Instruction A: List the usernames that head the posts in the forum thread.
Instruction B: Report every line of the records that contains the string "tile", copying each such line in full. Case counts.

Passage:
######
Immediately after passing passport control another individual was recording your entry form, easy peasy. We took photo copies which I believe they prefer, reduces contact. 
Hope this helps, we're planning an eight week stay in Portugal early March via France & Spain
Have a fantastic trouble free trip


----------



## rugbyken (Jan 14, 2022)

does state departure so hopefully only need to shoe on boarding ferry


----------



## Moped (Jan 15, 2022)

“Full address where you are planning to stay”

This is a concern as no plans for stopping at any fixed addresses other than a Benidorm site booking in March but nowhere before.

How do wild campers answer this question?


----------



## jacquigem (Jan 15, 2022)

I have heard others say that you just put down first campsite you are stopping at. Don't know if this is correct though !


----------



## xsilvergs (Jan 15, 2022)

Moped said:


> Having obtained the various codes it states that the form cannot be issued and filled in until 2 days prior to your ferry arrival in Spain.
######
[Outline annotation records]

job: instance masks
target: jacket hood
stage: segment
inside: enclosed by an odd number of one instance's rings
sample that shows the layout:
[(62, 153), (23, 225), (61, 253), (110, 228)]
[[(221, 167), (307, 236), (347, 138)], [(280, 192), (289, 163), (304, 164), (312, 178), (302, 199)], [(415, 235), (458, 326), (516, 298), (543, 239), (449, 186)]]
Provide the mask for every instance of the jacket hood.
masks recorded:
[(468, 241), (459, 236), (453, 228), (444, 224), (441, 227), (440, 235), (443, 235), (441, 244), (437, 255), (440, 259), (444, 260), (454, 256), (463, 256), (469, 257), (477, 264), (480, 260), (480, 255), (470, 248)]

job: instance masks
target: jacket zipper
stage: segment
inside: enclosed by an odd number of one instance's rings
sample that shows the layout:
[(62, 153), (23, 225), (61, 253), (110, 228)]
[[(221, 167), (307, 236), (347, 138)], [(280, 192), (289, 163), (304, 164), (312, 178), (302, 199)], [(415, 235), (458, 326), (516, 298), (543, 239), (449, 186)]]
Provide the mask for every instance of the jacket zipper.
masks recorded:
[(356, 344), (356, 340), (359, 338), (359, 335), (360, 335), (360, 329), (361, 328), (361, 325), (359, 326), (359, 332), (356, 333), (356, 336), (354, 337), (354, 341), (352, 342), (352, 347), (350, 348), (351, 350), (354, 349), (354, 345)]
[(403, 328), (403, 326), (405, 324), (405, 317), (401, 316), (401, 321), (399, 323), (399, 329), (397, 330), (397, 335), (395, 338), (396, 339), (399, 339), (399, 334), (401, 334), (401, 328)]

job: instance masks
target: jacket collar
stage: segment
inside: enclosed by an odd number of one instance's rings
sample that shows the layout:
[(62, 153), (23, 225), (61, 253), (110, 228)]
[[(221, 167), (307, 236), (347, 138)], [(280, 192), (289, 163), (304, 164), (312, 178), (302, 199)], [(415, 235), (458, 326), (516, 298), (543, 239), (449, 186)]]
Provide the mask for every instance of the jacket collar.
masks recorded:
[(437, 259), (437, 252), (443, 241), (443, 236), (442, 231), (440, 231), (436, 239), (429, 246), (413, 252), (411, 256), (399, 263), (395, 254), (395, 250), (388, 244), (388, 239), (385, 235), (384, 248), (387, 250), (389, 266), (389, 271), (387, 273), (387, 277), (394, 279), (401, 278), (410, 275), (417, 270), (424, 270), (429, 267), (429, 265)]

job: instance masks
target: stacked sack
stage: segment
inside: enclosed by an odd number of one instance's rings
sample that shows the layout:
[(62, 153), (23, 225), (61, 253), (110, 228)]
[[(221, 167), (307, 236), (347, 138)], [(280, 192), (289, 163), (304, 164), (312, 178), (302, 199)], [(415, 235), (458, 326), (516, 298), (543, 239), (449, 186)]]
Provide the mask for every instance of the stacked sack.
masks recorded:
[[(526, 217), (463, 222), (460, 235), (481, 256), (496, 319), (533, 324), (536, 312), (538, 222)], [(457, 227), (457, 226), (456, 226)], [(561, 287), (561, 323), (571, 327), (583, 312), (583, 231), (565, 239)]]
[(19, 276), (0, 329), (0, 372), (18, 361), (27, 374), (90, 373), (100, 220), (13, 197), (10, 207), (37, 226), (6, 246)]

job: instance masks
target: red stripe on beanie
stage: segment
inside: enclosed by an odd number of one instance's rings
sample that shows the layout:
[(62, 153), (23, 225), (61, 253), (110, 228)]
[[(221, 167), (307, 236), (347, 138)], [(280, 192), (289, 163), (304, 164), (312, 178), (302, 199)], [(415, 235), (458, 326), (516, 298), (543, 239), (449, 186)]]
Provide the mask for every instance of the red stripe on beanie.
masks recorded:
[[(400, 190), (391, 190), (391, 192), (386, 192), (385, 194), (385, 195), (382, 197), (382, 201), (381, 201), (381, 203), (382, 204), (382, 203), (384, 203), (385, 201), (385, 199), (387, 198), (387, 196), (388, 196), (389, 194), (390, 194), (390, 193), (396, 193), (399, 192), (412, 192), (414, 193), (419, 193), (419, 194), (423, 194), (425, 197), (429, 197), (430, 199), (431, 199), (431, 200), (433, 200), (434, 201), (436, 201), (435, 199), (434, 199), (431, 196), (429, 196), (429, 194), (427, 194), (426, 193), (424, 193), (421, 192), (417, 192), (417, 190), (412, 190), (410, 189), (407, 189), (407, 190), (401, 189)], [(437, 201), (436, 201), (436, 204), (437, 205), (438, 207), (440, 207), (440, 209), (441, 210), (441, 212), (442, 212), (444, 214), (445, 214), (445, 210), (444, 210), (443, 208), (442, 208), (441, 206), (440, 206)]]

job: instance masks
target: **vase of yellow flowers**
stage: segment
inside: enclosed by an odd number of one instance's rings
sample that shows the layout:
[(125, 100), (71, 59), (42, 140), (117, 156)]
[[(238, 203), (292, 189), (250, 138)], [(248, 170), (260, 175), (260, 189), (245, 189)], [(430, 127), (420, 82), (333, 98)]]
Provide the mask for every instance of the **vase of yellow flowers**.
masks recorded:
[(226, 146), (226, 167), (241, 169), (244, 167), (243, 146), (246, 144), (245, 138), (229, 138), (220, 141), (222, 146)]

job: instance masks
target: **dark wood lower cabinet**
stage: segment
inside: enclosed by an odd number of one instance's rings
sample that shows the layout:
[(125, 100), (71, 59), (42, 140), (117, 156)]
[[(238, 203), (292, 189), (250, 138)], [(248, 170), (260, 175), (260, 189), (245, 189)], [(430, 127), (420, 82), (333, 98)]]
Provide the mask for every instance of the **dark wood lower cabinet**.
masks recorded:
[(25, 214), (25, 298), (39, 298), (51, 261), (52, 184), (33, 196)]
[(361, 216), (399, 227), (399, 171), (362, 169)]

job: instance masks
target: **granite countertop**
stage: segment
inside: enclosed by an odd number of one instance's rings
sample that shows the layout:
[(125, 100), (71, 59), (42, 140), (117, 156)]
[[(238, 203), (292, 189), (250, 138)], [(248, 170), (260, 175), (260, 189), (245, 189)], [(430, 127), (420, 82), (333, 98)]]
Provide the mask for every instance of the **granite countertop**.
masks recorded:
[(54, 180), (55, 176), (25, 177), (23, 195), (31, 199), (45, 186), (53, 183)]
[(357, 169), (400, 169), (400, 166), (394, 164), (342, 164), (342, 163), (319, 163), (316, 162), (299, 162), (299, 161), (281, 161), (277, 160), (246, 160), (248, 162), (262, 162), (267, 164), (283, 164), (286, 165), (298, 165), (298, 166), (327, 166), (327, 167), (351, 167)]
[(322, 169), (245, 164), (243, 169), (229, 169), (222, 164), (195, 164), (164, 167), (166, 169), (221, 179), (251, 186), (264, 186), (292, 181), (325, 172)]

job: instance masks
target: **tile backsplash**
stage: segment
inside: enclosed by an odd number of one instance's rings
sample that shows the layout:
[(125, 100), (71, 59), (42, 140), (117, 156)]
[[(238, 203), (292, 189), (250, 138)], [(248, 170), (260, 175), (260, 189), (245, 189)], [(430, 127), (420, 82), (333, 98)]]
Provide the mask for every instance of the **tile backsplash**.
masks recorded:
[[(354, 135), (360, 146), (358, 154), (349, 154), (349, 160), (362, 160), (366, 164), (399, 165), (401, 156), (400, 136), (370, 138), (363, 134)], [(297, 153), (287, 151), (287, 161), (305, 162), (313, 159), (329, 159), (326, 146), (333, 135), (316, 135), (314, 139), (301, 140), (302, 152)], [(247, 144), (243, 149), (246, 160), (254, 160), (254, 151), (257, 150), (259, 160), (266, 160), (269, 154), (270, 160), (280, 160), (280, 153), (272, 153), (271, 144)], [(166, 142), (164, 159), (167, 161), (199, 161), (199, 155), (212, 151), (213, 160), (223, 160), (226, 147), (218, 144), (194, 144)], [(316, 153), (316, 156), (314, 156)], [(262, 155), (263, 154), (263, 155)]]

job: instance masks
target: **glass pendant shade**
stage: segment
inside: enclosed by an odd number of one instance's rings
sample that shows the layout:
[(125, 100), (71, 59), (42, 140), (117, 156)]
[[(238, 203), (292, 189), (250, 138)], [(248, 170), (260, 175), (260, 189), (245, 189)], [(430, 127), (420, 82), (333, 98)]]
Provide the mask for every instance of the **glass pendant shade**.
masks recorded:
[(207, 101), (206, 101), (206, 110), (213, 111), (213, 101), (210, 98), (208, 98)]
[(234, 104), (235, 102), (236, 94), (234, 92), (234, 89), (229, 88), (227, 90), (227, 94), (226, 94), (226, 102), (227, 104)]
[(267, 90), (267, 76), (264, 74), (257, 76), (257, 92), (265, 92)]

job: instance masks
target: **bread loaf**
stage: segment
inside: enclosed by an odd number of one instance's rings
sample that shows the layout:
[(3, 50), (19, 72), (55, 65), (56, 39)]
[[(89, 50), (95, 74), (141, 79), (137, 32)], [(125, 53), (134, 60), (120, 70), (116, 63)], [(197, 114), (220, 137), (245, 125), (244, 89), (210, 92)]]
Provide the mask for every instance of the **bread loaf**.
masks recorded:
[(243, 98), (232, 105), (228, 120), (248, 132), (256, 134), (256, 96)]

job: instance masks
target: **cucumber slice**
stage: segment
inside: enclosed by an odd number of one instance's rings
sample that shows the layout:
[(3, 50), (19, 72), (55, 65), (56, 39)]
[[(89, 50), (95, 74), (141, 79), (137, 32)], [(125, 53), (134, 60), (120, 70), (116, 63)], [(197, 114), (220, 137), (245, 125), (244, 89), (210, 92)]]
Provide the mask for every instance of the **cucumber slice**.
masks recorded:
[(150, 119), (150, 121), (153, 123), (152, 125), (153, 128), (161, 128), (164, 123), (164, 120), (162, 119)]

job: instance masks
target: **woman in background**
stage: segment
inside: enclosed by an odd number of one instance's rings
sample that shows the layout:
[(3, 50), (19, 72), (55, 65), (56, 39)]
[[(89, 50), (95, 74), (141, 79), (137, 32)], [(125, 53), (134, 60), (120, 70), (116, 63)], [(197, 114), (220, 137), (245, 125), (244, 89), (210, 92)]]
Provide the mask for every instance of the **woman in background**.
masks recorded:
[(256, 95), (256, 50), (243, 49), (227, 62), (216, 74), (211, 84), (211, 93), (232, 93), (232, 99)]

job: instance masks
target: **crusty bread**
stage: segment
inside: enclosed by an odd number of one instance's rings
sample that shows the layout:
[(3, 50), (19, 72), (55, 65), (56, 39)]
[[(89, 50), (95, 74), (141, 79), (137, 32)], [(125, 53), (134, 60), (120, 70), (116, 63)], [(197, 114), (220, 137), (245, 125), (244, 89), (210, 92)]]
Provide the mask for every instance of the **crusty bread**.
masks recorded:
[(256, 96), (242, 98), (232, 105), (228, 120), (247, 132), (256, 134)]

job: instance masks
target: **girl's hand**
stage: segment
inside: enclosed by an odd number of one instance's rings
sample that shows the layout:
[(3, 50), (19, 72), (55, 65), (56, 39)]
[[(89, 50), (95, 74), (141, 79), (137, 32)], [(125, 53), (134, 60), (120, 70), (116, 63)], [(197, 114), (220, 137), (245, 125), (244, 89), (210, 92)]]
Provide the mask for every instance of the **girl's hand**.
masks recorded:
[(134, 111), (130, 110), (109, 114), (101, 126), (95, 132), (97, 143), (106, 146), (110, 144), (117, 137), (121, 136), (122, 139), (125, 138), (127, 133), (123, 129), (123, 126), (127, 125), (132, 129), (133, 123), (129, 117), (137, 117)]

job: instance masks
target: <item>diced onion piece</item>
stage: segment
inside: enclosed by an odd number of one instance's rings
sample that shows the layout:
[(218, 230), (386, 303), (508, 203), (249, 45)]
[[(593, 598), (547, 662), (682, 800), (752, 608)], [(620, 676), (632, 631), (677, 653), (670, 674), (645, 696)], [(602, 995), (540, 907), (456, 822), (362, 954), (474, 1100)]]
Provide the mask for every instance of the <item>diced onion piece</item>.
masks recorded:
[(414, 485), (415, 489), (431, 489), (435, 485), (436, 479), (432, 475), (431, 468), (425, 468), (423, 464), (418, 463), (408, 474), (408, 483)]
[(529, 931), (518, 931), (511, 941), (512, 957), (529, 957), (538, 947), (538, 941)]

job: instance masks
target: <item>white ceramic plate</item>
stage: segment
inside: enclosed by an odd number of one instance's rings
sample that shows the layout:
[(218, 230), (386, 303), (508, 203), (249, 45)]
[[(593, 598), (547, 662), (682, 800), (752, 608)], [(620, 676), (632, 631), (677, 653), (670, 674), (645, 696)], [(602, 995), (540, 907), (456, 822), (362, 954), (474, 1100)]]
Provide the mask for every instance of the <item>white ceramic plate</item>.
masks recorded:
######
Written answer A: rugbyken, Moped, jacquigem, xsilvergs

Written answer B:
target: **tile backsplash**
Provide the mask for every instance of the **tile backsplash**.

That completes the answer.